> _Your objective_
Take the data below and extract the lines from the one with "In this exercise you will find the curved" to the one with "In this exercise you will find the apartment", inclusive, exactly as written.

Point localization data
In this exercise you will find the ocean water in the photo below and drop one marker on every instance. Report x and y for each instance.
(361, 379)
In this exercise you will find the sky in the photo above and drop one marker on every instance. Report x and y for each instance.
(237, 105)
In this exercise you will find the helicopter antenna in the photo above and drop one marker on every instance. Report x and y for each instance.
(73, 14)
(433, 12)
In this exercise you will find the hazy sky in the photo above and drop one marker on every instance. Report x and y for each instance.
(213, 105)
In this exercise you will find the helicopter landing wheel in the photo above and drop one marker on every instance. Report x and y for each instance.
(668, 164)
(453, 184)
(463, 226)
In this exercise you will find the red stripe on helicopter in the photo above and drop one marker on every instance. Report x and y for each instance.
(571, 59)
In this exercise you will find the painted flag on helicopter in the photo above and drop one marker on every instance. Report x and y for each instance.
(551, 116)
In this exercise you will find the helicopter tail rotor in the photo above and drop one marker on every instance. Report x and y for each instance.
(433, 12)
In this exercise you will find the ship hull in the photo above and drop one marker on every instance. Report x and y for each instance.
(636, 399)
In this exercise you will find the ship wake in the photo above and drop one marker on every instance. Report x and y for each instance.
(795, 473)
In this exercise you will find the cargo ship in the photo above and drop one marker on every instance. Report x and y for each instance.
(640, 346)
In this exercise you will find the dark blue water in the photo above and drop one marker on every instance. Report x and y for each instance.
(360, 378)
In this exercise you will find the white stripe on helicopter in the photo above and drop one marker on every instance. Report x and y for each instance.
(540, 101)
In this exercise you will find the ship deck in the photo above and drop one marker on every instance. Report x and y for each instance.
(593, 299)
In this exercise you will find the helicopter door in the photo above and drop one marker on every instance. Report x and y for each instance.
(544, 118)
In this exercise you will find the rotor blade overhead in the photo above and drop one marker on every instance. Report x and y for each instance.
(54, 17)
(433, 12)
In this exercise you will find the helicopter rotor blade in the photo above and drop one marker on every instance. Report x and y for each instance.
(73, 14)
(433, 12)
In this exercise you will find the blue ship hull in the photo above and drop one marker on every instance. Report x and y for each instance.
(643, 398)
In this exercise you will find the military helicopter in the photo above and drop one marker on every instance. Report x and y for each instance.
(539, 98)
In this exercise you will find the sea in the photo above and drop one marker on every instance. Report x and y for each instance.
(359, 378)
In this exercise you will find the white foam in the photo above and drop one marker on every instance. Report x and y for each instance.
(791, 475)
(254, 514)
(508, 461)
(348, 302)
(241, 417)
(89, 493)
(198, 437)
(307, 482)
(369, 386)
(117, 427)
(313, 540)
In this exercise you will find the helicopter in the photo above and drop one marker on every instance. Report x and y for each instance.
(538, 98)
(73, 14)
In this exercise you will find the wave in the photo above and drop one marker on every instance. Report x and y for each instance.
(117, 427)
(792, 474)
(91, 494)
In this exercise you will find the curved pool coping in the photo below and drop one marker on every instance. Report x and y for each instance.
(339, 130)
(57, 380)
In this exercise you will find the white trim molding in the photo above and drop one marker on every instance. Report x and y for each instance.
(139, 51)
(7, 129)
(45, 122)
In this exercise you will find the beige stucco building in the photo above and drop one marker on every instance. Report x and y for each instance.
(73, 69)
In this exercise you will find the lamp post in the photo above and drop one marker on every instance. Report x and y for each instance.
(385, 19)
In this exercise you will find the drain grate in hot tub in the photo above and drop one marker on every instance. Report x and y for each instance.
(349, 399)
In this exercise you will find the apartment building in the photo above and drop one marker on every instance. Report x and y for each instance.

--

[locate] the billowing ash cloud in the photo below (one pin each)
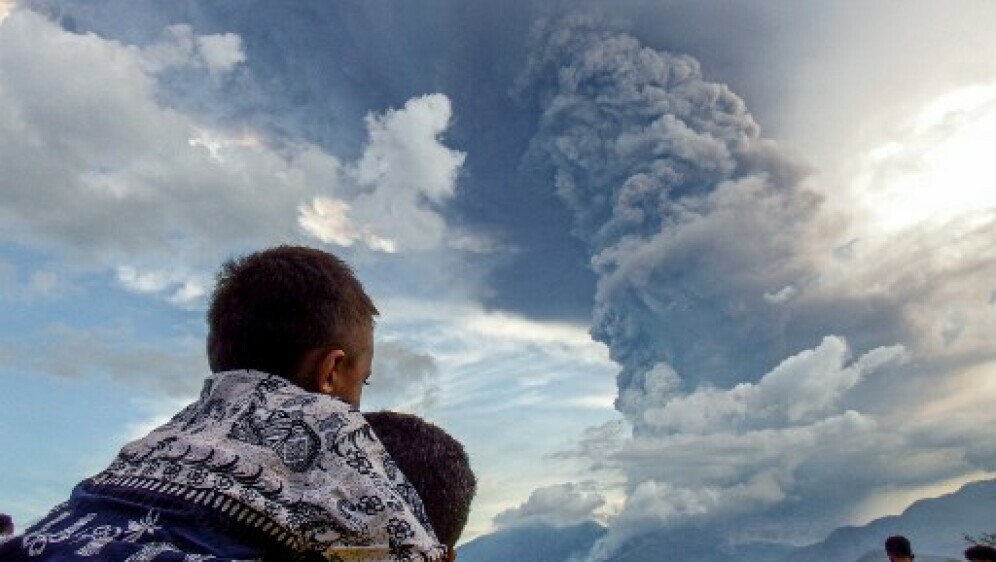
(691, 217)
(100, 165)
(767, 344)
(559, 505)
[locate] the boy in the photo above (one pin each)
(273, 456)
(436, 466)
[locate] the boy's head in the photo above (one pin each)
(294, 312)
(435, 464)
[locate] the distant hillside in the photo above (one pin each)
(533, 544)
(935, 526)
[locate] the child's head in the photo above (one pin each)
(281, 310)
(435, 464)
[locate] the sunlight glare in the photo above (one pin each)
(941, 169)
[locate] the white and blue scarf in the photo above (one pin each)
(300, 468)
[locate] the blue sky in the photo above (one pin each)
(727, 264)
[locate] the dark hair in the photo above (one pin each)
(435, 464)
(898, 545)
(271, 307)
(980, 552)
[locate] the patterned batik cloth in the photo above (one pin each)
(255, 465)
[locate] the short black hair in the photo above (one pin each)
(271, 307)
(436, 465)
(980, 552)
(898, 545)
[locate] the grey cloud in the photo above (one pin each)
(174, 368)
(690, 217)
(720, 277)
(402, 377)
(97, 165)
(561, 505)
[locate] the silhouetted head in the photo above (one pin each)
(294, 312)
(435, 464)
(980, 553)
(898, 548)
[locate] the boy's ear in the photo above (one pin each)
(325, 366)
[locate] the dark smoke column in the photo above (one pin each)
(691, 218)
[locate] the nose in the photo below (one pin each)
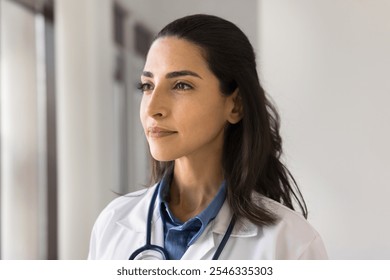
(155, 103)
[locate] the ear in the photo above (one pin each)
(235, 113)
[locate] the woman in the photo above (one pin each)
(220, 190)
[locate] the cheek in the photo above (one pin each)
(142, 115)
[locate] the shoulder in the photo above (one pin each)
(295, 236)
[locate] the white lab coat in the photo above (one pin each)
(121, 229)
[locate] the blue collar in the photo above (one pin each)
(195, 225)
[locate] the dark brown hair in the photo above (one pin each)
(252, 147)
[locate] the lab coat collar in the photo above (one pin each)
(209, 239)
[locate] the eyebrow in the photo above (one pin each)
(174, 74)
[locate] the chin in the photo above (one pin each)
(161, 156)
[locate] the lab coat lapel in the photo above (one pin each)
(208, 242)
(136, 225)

> _Answer space_
In this exercise you will find the curved pool coping in the photo below and drop one marker on every instance. Report x and y for each instance.
(339, 130)
(57, 380)
In this exercise you will find the white trim molding in the photo above and drop one marker on every instance. Report x and y for each instance.
(139, 51)
(7, 129)
(45, 122)
In this exercise you will find the beige stucco building in the photo above and drop one marker on every instance. Report x and y for each instance.
(73, 69)
In this exercise you will find the lamp post in the photo above and drop one marker on every instance. Report x and y for each instance.
(385, 19)
In this exercise you will find the drain grate in hot tub in the photo above and drop one marker on every instance. Report x and y for each instance.
(349, 399)
In this exercise you will find the apartment building in the photo above and drop one marker on every instance. Report x and y for each instance.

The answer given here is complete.